AIM OF THE EXERCISE = Copy each of the items below word for word, with nothing changed.

SUPPLIED MATERIAL =
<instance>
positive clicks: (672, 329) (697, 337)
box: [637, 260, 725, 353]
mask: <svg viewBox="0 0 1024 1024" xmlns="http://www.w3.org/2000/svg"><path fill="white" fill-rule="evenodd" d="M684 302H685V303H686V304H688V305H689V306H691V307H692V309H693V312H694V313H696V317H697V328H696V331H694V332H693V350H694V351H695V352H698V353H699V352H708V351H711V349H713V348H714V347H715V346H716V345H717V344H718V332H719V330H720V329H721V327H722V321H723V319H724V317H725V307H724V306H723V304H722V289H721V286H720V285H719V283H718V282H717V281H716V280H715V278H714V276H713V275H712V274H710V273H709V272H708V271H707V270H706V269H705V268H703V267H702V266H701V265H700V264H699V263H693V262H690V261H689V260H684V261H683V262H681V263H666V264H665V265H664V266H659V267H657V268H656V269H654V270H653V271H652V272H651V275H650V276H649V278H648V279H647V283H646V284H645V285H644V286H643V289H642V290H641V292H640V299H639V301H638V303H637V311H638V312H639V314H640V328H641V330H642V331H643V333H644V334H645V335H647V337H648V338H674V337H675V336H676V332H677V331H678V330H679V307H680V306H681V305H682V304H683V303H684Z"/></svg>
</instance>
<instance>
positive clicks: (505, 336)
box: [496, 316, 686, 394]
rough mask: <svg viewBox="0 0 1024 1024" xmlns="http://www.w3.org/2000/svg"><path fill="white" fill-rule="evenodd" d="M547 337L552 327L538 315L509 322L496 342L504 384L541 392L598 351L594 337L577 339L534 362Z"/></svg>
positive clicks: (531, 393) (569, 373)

EXERCISE RESULT =
<instance>
positive clicks: (672, 329) (697, 337)
box: [637, 260, 725, 353]
mask: <svg viewBox="0 0 1024 1024" xmlns="http://www.w3.org/2000/svg"><path fill="white" fill-rule="evenodd" d="M684 302H685V303H686V304H688V305H689V306H691V307H692V309H693V312H694V313H696V317H697V328H696V331H694V332H693V350H694V351H695V352H698V353H699V352H708V351H711V349H713V348H714V347H715V346H716V345H717V344H718V332H719V330H720V329H721V327H722V321H723V319H724V317H725V307H724V306H723V304H722V289H721V286H720V285H719V283H718V282H717V281H716V280H715V278H714V276H713V275H712V274H710V273H709V272H708V271H707V270H706V269H705V268H703V267H702V266H701V265H700V264H699V263H693V262H690V261H689V260H684V261H683V262H681V263H666V264H665V265H664V266H659V267H657V268H656V269H654V270H653V271H652V272H651V275H650V276H649V278H648V279H647V283H646V284H645V285H644V286H643V289H642V290H641V292H640V299H639V301H638V303H637V311H638V312H639V314H640V328H641V330H642V331H643V333H644V334H645V335H647V337H648V338H674V337H675V336H676V332H677V331H678V330H679V307H680V306H681V305H682V304H683V303H684Z"/></svg>
</instance>
<instance>
positive clicks: (505, 336)
box: [496, 316, 686, 394]
rough mask: <svg viewBox="0 0 1024 1024" xmlns="http://www.w3.org/2000/svg"><path fill="white" fill-rule="evenodd" d="M547 337L552 327L538 315L509 322L496 342L504 384L541 392L598 351L594 337L577 339L534 362Z"/></svg>
positive clicks: (531, 393) (569, 373)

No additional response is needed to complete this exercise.